───── RECORD SET ─────

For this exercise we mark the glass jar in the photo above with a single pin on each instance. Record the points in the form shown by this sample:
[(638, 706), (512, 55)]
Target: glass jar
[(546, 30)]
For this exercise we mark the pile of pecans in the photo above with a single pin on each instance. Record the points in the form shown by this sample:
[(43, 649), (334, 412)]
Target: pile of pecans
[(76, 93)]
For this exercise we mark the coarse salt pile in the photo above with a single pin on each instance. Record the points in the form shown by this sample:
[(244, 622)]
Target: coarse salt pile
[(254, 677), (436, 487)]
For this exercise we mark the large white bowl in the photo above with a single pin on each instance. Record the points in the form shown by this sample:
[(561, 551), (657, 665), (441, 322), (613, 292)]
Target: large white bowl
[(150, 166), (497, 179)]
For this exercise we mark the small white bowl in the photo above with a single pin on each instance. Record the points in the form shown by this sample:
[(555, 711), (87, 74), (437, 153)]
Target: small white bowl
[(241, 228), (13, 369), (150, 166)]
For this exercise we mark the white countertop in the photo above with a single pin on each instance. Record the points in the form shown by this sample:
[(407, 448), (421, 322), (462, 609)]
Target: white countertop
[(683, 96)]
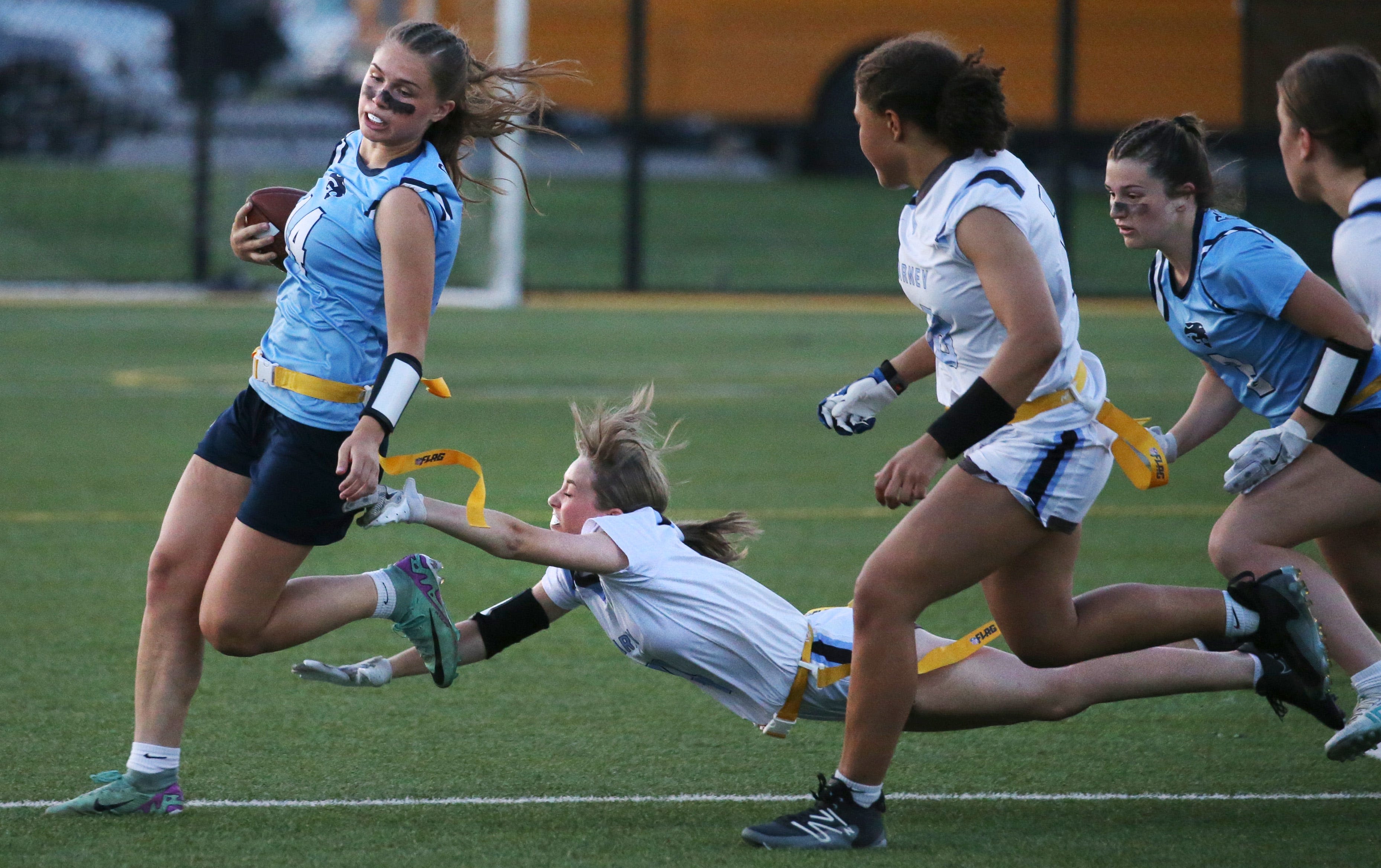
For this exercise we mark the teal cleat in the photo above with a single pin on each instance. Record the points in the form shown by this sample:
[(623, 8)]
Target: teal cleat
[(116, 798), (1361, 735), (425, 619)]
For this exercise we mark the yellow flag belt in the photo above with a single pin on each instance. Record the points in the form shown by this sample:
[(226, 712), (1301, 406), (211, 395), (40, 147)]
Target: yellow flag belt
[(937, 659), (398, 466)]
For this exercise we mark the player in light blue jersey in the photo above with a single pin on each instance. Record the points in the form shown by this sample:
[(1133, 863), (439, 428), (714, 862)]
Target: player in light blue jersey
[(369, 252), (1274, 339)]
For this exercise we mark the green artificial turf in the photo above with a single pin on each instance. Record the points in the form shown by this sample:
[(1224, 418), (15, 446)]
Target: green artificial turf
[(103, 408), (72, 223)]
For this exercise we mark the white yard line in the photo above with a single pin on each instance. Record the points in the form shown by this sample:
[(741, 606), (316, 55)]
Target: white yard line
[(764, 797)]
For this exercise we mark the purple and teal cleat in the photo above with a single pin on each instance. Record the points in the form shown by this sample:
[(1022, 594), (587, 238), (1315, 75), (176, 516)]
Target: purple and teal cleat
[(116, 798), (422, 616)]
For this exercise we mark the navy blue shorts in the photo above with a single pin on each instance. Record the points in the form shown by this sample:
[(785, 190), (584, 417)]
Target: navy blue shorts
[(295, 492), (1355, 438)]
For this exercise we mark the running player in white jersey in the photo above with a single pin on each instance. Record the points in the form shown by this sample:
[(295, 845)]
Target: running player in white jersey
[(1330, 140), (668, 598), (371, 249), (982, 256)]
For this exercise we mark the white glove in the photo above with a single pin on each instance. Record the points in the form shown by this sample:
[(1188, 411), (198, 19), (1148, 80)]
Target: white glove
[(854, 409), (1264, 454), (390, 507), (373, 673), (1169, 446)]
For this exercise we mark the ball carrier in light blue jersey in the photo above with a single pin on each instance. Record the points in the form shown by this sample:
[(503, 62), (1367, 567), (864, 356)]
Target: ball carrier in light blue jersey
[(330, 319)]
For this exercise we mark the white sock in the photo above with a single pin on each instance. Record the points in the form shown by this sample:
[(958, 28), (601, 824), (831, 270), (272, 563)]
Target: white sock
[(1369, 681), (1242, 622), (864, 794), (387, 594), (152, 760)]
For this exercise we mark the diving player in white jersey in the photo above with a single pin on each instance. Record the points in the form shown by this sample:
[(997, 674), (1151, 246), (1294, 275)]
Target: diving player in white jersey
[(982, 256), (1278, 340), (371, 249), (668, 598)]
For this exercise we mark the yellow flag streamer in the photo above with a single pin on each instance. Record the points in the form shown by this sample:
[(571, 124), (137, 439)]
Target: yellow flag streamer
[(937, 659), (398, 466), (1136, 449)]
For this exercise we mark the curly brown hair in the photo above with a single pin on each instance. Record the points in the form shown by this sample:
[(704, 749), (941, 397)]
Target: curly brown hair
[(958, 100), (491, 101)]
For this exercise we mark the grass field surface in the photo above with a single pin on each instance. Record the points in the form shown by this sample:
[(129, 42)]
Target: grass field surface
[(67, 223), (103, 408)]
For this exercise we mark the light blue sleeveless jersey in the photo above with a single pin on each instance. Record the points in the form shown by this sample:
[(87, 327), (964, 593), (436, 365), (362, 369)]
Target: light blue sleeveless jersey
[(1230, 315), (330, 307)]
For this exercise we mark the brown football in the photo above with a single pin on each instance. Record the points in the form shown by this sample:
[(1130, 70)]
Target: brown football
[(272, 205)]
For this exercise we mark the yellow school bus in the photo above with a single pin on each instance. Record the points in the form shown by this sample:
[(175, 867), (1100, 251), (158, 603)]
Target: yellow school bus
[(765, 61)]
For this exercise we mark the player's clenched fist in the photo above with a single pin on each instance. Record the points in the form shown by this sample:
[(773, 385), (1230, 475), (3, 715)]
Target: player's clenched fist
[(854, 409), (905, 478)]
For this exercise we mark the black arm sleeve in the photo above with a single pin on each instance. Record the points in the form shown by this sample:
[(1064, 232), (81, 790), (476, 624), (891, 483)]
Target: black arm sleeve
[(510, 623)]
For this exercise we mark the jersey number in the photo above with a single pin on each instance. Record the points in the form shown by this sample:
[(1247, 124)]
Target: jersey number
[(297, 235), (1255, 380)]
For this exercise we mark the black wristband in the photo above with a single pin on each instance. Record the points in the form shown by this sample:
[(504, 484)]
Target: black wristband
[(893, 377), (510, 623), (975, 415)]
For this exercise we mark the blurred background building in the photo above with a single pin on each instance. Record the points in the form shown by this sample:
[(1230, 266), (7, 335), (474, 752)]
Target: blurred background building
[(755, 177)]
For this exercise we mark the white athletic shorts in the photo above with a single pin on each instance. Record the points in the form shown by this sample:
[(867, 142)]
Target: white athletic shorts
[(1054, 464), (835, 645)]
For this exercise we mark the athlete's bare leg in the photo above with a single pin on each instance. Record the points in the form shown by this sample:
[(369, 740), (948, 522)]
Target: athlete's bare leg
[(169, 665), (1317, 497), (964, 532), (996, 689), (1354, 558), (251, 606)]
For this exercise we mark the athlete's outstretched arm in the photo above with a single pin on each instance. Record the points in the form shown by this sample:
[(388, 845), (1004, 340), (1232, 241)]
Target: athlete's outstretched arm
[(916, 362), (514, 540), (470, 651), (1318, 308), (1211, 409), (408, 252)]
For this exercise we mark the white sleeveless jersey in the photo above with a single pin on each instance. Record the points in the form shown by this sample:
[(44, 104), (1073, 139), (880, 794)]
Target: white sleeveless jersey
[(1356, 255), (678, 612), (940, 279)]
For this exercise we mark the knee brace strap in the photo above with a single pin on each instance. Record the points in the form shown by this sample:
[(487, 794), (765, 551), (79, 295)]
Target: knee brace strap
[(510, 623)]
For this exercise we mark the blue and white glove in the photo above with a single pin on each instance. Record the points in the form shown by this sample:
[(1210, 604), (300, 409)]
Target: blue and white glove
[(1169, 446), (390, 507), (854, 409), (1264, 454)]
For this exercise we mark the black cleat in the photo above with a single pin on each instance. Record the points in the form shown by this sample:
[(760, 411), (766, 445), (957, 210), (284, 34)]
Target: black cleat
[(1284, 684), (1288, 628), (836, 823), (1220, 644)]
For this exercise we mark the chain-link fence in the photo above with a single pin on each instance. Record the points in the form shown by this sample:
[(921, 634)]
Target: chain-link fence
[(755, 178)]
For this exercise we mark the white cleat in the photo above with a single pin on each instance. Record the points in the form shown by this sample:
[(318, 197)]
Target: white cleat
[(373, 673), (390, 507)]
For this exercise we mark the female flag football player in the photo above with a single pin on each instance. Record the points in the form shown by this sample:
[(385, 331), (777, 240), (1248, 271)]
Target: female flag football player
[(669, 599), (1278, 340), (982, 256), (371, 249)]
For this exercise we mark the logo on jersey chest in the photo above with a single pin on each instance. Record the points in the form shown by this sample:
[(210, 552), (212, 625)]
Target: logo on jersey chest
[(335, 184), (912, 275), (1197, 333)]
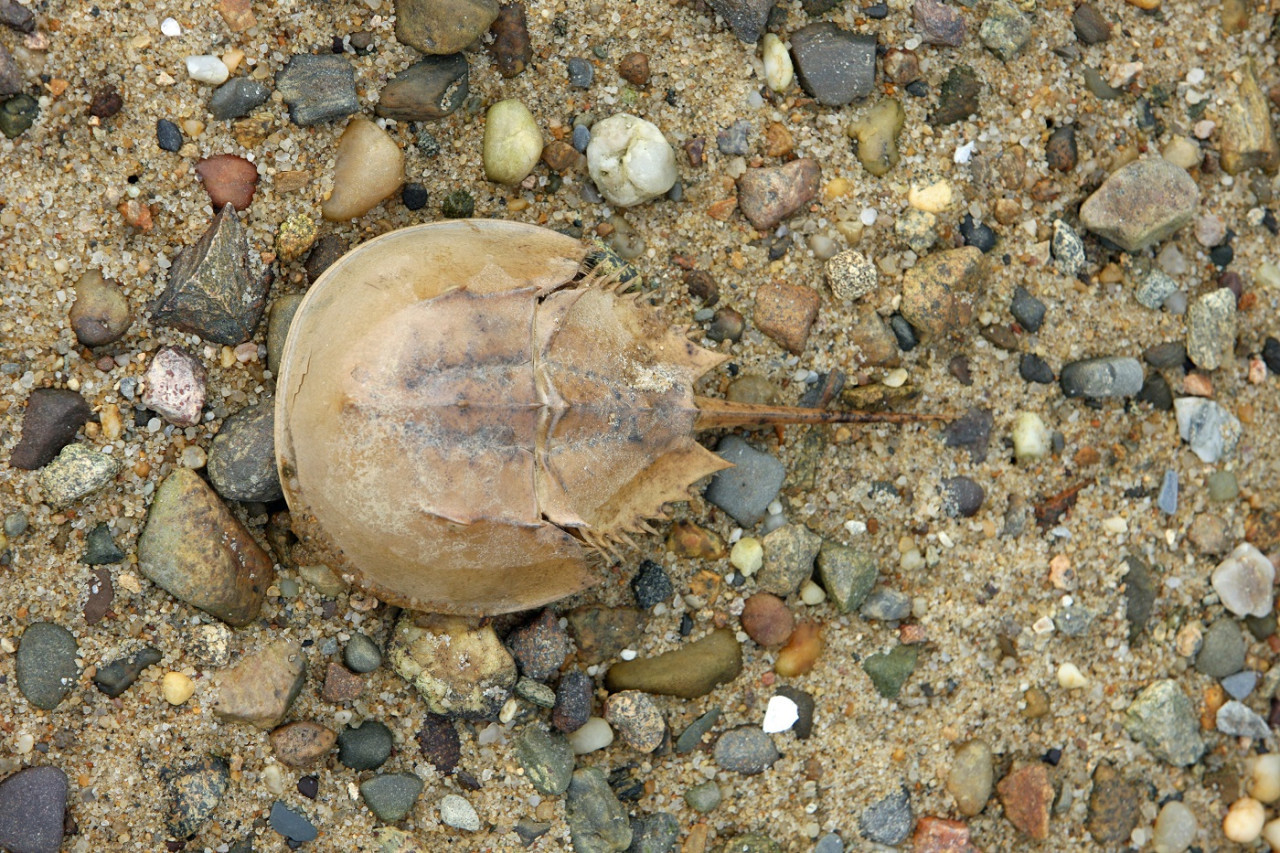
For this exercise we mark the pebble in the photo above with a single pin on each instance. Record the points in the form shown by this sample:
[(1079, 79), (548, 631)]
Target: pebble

─────

- **EXERCISE DETAILS**
Please format the entries as a numbered list, starting at the line that has "For this exercise we mark the running" and stopping after the line that has "[(854, 409), (1264, 454), (390, 507), (373, 673), (1169, 446)]". Leave out any blank lines.

- **THE REPLY**
1. For this exercise we mark the running player in white jersey in the photo above with a single pin on each instance. Record the points in the form shown by this sample:
2. [(295, 845)]
3. Target: running player in white jersey
4. [(1330, 140), (668, 598), (371, 249), (982, 256)]
5. For this exercise we mark the white glove in the photo above with a single pin on each instance. Record the points in the form shown by this sample:
6. [(1188, 411), (198, 19), (1148, 80)]
7. Target: white glove
8. [(854, 409), (1264, 454), (390, 507), (373, 673), (1169, 446)]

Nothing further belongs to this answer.